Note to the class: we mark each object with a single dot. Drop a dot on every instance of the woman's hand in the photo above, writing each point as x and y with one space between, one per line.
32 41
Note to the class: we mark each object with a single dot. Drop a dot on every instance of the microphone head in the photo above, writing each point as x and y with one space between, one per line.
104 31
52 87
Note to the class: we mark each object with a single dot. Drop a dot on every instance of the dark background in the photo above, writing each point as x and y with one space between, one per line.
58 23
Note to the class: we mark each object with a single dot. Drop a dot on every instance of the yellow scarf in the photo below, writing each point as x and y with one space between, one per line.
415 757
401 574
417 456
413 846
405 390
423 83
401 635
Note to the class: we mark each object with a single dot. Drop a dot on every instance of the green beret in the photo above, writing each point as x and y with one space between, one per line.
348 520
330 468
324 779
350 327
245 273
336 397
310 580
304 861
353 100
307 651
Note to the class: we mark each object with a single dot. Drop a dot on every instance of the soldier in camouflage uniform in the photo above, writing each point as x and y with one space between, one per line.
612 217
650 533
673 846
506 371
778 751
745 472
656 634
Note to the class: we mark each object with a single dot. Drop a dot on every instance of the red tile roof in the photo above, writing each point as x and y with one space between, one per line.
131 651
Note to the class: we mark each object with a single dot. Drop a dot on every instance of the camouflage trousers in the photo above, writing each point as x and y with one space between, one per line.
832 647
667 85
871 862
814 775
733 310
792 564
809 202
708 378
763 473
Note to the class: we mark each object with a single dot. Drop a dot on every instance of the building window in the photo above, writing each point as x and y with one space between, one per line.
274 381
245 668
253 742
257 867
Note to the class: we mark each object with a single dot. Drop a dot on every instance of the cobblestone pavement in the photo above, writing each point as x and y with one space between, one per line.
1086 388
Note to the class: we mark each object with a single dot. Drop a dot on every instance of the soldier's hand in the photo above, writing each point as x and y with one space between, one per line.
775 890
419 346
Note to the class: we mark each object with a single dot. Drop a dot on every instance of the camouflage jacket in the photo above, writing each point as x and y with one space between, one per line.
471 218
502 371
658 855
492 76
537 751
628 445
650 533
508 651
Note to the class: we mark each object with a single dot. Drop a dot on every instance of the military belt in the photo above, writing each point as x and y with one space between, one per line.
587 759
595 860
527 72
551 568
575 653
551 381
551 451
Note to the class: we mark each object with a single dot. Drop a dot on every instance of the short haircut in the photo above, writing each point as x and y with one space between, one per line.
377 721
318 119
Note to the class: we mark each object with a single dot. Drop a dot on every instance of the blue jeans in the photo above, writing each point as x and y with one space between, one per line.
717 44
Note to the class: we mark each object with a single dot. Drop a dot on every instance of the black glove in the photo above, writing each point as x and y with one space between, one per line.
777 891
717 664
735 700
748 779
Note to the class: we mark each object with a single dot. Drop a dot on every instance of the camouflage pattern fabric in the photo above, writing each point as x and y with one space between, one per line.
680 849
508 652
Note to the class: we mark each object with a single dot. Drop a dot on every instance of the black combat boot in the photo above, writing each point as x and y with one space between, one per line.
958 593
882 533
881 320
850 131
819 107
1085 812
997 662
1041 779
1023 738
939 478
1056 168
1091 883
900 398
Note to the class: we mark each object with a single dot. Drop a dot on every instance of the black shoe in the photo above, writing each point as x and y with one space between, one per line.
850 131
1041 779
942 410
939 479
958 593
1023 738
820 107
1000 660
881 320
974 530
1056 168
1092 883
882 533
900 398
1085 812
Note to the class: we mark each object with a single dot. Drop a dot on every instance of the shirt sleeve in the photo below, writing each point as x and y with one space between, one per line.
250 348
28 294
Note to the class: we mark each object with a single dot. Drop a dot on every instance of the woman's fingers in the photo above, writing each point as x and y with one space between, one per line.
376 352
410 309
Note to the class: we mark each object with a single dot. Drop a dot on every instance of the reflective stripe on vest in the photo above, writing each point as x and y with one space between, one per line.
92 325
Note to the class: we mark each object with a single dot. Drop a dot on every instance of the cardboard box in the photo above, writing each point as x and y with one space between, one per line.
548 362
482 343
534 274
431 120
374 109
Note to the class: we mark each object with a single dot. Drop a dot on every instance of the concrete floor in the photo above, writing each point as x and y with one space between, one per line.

- **To do**
Scale every row from the one containing "of the cardboard" down to the last row, keeping the requests unchanged. Multiply each x and y coordinate in the answers by 2.05, rounding to whole numbers with halves going up.

- **Final result**
Note to the class: we mark each object with a single dot. Drop a dot on every instance of the cardboard box in the photo above, writing each point as x and y with one space between, one per line.
1123 742
988 703
1095 562
884 246
767 223
Note to the class: we mark each object with a single dot. Drop a dot on every instance of the concrete floor in the photo above, writing each point as x and y with one space between, one per line.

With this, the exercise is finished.